:: ТЕКСТ ДЛЯ ЧТЕНИЯ ::
=-=-=-=-=
Так для Гегеля, например, “приблизить философию к форме науки” означало в том числе и пребывание в особом “языке мысли”, который позволил бы одновременно обсуждать динамику движения понятия и признавать предзаданность абсолютной инстанции, отслеживающей и задающей возможность такого движения. Предложенный Гегелем крайне эзотерический язык действительно обладает определенной универсальностью, хотя и становится несколько наивным, когда претендует на описание естественнонаучных реалий. Но такого рода наивность заметна лишь для взгляда извне на этот язык, ибо овладевший таким языком рискует остаться в его плену. Подобное пленение языком, в том числе и гегелевским, может влечь за собой и, как правило, влечет установку на изначальную предзаданность мира. Специально разработанный язык выступает здесь в роли инструмента, позволяющего “прочитать” и в этом смысле познать данный мир, пусть даже последний пребывает в историческом движении. Ведь все равно и здесь за каждым уникальным событием будет стоять образ вечного мирового духа. Поэтому необратимость оказывается псевдонеобратимостью.

На такого рода псевдонеобратимость у Гегеля указывал еще Киркегор, декларировавший радикальную “непрочитываемость” перехода, осуществляемого верующим в область божественного откровения. Здесь невозможен теоретический или дискурсивный подход. Именно тут может идти речь о подлинном становлении, которое дает о себе знать “разрывом” в последовательных, непрерывных, логически “гладких” рассуждениях. Однако парадоксальность ситуации состоит в том, что обсуждать такие разрывы мы можем, лишь прибегая опять же к какому-то языку.
=-=-=-=-=
Записи разметки областей

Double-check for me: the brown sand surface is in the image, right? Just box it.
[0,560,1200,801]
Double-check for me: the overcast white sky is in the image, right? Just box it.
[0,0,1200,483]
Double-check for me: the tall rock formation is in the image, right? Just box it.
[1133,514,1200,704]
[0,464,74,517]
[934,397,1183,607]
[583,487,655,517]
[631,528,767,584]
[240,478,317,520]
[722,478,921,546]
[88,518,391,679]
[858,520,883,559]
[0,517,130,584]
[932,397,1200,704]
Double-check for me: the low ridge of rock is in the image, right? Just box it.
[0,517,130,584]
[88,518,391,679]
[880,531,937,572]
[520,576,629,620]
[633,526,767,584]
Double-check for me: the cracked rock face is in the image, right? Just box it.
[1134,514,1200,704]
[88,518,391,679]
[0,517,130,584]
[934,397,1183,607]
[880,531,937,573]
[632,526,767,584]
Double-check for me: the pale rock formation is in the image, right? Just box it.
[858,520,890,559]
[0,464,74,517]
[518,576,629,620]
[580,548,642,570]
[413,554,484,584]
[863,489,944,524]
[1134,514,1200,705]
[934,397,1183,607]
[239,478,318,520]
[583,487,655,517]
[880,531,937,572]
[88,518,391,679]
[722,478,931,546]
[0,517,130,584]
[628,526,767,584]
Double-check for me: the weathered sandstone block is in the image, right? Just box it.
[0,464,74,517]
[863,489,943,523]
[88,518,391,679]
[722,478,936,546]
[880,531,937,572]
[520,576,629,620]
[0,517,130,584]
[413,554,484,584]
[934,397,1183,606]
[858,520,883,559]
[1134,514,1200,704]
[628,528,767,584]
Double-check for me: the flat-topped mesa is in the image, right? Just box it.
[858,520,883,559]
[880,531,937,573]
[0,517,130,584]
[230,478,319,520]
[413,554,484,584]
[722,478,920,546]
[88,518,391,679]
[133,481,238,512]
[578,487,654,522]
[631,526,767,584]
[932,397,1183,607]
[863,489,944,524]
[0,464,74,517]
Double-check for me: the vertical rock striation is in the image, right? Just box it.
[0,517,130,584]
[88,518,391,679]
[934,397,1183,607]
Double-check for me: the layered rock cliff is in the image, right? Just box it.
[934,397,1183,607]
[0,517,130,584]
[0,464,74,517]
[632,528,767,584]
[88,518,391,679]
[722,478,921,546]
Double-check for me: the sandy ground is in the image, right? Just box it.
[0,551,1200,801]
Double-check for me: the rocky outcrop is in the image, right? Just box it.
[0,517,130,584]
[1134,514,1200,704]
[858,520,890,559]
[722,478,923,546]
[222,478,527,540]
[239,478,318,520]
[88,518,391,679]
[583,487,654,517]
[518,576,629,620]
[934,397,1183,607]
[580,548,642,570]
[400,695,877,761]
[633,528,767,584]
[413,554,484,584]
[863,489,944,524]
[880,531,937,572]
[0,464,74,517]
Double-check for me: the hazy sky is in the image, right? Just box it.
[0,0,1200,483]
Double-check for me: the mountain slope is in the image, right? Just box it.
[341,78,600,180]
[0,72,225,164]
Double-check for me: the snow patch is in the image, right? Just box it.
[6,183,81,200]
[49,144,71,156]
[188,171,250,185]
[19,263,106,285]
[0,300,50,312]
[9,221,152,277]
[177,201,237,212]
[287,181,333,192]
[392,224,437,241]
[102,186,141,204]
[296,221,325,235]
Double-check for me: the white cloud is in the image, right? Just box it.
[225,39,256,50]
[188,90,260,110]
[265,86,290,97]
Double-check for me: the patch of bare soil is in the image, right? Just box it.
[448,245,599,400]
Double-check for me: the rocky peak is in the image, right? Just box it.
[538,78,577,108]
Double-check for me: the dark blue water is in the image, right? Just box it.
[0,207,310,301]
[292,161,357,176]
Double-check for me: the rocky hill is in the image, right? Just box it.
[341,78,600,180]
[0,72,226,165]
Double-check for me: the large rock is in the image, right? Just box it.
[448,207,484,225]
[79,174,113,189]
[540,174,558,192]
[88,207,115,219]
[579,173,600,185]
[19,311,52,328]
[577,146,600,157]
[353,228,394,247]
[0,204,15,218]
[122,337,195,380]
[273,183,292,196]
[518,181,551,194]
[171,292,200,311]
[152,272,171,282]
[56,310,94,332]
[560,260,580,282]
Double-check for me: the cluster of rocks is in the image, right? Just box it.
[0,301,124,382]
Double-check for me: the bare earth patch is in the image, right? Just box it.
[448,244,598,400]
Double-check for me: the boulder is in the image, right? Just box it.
=-=-=-=-=
:: ЧТО ТРЕБУЕТСЯ ::
Какие слова и выражения в отрывке о языке философии Гегеля и Киркегоре взяты в кавычки? Перечислите все.

:: ПИСЬМЕННЫЙ ОТВЕТ ::
«приблизить философию к форме науки», «языке мысли», «прочитать», «непрочитываемость», «разрывом», «гладких».